(What needs to be done) Rewrite the stretch of data that opens with the line containing "Which region of the image contains the engraved cross?" and closes with the line containing "top-left (0, 0), bottom-right (200, 33)", both lines included, as a numbered list without blank lines. Use only those lines.

(Some records)
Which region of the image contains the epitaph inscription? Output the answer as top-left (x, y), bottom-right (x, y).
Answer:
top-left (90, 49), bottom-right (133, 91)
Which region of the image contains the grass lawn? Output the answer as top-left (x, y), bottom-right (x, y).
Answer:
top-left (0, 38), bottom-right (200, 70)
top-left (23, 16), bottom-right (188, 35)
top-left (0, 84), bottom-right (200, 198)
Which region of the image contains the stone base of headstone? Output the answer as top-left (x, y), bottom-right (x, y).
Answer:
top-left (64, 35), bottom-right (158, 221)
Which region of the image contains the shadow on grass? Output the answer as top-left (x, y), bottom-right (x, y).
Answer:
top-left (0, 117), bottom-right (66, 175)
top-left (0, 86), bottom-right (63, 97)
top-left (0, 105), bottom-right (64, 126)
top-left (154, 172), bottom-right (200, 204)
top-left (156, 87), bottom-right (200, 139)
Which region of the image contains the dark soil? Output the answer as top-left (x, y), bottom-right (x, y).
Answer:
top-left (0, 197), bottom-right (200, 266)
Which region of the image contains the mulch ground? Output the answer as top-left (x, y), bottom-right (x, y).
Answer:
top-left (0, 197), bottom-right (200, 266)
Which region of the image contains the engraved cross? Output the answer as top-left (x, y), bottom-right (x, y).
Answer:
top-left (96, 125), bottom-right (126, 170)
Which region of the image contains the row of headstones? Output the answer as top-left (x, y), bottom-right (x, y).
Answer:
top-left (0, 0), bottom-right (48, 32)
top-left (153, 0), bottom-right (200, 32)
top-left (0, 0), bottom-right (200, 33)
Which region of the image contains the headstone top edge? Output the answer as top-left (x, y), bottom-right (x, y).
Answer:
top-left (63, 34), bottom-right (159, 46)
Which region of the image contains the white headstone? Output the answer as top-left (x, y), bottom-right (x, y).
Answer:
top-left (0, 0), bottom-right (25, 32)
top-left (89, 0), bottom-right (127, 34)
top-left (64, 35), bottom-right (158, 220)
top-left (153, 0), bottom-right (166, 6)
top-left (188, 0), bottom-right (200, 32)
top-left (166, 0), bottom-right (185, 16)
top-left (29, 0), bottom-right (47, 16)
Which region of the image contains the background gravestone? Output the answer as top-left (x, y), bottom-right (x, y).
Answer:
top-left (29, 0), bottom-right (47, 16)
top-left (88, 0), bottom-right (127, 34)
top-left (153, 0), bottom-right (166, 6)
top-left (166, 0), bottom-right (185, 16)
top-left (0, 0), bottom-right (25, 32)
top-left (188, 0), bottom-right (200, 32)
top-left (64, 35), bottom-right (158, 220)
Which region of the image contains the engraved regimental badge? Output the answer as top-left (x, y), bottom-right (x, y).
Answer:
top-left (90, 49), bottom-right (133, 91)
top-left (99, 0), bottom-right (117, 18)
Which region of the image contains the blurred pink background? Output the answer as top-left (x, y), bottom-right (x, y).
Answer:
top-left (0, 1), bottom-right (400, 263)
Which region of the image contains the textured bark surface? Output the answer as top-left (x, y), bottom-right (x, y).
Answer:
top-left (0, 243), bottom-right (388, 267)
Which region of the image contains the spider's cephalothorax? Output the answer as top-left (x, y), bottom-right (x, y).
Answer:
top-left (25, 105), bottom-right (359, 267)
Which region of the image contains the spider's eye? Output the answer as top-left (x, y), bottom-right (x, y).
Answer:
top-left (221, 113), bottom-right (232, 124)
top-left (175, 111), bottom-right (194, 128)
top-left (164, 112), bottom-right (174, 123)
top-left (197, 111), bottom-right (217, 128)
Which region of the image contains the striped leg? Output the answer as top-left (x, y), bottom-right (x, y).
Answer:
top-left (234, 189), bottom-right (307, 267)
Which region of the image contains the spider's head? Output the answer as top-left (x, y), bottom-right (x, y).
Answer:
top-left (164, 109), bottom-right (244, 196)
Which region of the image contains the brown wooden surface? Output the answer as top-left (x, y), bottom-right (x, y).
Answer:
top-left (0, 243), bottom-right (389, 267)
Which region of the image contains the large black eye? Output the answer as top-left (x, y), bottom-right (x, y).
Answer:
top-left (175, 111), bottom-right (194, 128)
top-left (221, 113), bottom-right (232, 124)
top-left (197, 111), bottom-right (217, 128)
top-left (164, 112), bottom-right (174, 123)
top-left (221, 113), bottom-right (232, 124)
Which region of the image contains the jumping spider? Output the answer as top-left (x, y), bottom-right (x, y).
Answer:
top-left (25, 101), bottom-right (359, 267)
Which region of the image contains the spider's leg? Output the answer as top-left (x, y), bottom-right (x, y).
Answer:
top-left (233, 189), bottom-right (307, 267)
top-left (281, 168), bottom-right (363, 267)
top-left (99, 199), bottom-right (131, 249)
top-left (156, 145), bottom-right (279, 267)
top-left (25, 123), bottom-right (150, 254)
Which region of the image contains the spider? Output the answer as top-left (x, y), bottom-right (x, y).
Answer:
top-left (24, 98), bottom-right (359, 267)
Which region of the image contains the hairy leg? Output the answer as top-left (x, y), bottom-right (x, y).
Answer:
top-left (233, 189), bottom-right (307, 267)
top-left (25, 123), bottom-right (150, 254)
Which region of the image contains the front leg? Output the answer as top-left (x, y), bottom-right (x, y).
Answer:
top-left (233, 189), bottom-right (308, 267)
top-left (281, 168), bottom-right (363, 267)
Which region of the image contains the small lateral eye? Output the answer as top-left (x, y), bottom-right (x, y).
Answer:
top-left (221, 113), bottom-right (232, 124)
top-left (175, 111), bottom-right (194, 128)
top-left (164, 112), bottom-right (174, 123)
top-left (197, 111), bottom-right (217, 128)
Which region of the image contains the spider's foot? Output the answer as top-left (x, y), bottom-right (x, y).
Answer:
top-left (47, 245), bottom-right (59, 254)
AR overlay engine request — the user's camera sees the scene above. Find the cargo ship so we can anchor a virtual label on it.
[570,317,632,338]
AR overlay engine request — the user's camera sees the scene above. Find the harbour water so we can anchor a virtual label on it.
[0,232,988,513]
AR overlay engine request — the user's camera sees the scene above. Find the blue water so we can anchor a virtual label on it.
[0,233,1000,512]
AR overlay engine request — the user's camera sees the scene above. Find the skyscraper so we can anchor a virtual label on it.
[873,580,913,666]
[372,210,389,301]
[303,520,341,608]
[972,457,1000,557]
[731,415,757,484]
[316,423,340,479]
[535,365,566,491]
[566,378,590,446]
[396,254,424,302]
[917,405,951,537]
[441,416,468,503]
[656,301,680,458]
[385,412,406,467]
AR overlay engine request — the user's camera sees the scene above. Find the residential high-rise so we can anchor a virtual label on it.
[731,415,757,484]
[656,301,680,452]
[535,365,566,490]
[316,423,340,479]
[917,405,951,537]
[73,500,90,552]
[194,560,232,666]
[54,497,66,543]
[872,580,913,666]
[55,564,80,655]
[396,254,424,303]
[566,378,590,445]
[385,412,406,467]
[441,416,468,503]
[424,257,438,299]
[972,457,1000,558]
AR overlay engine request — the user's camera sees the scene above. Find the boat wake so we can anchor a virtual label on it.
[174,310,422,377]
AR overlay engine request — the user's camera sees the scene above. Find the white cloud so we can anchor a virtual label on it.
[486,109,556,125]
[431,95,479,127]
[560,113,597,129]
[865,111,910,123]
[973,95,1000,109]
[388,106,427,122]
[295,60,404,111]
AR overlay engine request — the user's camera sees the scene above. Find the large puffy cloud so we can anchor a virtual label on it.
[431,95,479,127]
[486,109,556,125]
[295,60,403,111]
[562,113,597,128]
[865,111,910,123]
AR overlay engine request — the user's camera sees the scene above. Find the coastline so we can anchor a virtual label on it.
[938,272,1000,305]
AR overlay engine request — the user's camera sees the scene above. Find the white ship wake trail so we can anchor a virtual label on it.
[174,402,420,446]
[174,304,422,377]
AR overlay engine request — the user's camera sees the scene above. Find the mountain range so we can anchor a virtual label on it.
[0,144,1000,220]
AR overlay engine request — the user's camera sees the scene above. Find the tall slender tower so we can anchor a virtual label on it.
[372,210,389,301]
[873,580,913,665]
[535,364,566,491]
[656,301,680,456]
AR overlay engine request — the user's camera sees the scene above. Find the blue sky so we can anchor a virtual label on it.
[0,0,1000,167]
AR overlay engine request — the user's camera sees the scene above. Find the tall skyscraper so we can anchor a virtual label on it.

(Exercise solution)
1. Which region of the image contains the engraved cross? Output the answer as top-left (x, y), bottom-right (x, y).
2. Answer:
3. top-left (96, 125), bottom-right (126, 170)
4. Which region of the image contains the row of headstones? Output the answer as top-left (x, y), bottom-right (x, y).
5. Answer:
6. top-left (0, 0), bottom-right (48, 32)
7. top-left (153, 0), bottom-right (200, 32)
8. top-left (0, 0), bottom-right (200, 33)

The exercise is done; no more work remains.